▶ Given task: Copy out the listing below, replacing every "thickest" with "widest" and leaving all other text unchanged.

-------

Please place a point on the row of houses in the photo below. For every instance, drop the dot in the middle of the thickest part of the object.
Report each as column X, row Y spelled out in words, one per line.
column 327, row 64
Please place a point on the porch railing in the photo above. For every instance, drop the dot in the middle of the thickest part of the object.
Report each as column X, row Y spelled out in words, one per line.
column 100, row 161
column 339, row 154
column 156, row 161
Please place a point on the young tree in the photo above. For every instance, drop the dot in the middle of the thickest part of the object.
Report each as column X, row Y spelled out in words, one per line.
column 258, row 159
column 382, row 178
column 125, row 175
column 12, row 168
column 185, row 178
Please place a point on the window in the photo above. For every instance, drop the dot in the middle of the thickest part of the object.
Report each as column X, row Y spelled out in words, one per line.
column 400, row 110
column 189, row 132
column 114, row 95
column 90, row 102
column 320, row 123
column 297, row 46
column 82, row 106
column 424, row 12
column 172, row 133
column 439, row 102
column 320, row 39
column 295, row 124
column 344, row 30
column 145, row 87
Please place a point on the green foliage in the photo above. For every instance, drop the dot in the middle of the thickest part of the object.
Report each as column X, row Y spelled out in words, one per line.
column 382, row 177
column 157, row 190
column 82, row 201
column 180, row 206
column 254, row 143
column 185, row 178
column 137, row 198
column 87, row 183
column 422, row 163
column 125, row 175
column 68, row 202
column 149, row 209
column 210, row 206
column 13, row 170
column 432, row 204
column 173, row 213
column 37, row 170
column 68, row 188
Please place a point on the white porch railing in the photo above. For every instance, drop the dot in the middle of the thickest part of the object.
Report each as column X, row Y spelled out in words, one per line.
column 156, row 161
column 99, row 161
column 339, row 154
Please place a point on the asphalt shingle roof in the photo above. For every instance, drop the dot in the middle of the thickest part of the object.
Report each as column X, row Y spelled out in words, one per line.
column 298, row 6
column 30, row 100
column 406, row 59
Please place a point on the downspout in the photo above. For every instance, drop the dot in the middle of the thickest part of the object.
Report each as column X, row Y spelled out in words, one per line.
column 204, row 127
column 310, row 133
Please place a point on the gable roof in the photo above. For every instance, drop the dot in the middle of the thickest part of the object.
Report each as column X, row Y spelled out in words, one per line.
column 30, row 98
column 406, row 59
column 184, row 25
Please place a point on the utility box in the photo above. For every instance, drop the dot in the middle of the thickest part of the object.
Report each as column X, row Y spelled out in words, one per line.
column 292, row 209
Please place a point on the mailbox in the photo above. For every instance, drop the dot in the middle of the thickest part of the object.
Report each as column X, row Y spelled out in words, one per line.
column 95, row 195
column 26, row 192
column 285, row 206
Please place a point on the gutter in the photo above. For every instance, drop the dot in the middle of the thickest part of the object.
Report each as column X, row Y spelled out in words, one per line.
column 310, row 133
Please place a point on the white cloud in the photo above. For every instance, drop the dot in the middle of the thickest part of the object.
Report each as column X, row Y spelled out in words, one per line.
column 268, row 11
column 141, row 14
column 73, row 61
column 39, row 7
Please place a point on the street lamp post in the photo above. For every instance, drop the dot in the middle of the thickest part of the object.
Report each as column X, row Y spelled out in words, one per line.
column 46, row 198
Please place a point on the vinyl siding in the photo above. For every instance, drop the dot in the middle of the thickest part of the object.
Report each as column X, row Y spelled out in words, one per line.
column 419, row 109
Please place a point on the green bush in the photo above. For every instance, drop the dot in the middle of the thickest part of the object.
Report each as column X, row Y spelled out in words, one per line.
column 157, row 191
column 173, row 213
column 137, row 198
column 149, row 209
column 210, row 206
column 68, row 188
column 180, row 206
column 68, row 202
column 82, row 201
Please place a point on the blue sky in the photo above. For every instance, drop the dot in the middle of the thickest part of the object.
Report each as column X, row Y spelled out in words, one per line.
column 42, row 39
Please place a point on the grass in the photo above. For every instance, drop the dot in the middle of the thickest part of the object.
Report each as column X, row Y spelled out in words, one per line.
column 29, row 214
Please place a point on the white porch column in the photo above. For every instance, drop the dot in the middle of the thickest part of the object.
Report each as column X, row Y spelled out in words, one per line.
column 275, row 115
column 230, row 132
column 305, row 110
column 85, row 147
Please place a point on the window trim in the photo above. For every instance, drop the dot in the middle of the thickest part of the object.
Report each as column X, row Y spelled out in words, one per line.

-------

▶ Result of the task:
Please place a point on the row of houses in the photo below. For every instance, drop the dot in the middle of the widest part of the object.
Report each as column X, row Y spelled out in words, one per line.
column 327, row 64
Please place a point on the porch railing in the photo above. For every instance, drop the dot in the middle of the widest part of the object.
Report each as column X, row Y spelled out in words, one per line.
column 100, row 161
column 339, row 154
column 156, row 161
Please place a point on the young tree in the photo above. For every instance, drop the dot in the middle of the widest part of the object.
Report each as column X, row Y spelled out in words, one per line.
column 258, row 159
column 382, row 178
column 125, row 175
column 12, row 168
column 185, row 178
Please place a point on the window in the photo above. For every instance, drop the dot in the middle of the widest part of the object.
Report each as column X, row Y spelled out in words, one per line.
column 400, row 110
column 189, row 132
column 114, row 95
column 90, row 102
column 320, row 123
column 297, row 46
column 82, row 106
column 424, row 12
column 172, row 133
column 439, row 102
column 320, row 39
column 295, row 124
column 344, row 30
column 145, row 87
Please place a point on the green foliage in the photo above. For every instance, drop the dot in the middle of the widest part of the object.
Report each as column X, row Y spelled out in words, one per line.
column 382, row 177
column 157, row 190
column 82, row 201
column 180, row 206
column 254, row 143
column 185, row 178
column 137, row 198
column 87, row 183
column 422, row 163
column 125, row 175
column 68, row 202
column 149, row 209
column 210, row 206
column 13, row 170
column 432, row 204
column 173, row 213
column 37, row 170
column 68, row 188
Please place a point on the white porch railing in the photo above. For every instance, drop the dot in the middle of the widest part of the object.
Report each as column X, row Y spelled out in words, one per line.
column 156, row 161
column 99, row 161
column 339, row 154
Please place a point on the asphalt shingle roof in the photo above. For every instance, drop the dot in the middle of the widest part of the object.
Report each as column X, row Y spelled out in words, one per line.
column 298, row 6
column 30, row 100
column 406, row 59
Please place a point on the downspout in the photo above. For every instance, drop the dot in the middle of the widest part of the object.
Report each as column X, row Y spelled out in words, one per line.
column 204, row 127
column 310, row 133
Please place a point on the gable roof in the photo above. For every instance, drop the dot in the middle of the widest part of the object.
Report each as column X, row Y spelled out in words, one per line.
column 30, row 98
column 406, row 59
column 184, row 25
Please place a point on the utility box in the photo above. For every instance, drop the dot in the middle of the widest part of the object.
Report each as column X, row Y spelled out in words, one per line.
column 292, row 209
Please place a point on the mailbox in the photo above. For every instance, drop the dot in the middle of the widest part of the object.
Report each as column X, row Y spelled out in words, one per line.
column 95, row 195
column 26, row 192
column 285, row 206
Please place a point on the gutter in the photo above. For every instance, drop the dot in the middle of the widest part of the object.
Report each as column X, row Y spelled out in words, one per line.
column 310, row 133
Please place a point on the white cloud in the photo above. For every instance, drop the dot in the middle of the widest part of the object.
Report each as column X, row Y spelled out in words, one per line.
column 268, row 11
column 141, row 14
column 73, row 61
column 39, row 7
Please place a point on the street lamp post in the photo above. For every instance, drop the dot in the middle of the widest part of the object.
Report each as column X, row Y spelled out in words, one per line.
column 46, row 198
Please place a point on the vinyl siding in the photo above. For every instance, drop the dot in the middle of the widest part of the object.
Report each as column X, row Y spelled out in words, one per line.
column 419, row 109
Please place a point on the green bush in the photo above. For every instance, drop the dot in the middle of the widest part of the object.
Report each as column X, row Y spelled out in words, one per line.
column 157, row 191
column 173, row 213
column 137, row 198
column 149, row 209
column 210, row 206
column 68, row 188
column 180, row 206
column 68, row 202
column 82, row 201
Please place a point on the blue sky in the photo above. For every instance, drop the dot in the middle of the widest part of the object.
Report each as column X, row Y spelled out in words, one per line.
column 42, row 39
Please place a point on the grass in the photo above. For every instance, drop the dot in the middle of the widest part of the object.
Report each as column X, row Y spelled out in words, one per line.
column 29, row 214
Please place a point on the white porch column in the photo above. For every instance, drop the dot in the middle of the widest part of the object.
Report each as column X, row Y spelled out in words, one per line.
column 275, row 115
column 230, row 132
column 305, row 110
column 85, row 147
Please place a point on the window trim in the photo above. For every instance, drop the dot in the middle of the widest part of the object.
Report each as column X, row Y spelled out in words, one per line.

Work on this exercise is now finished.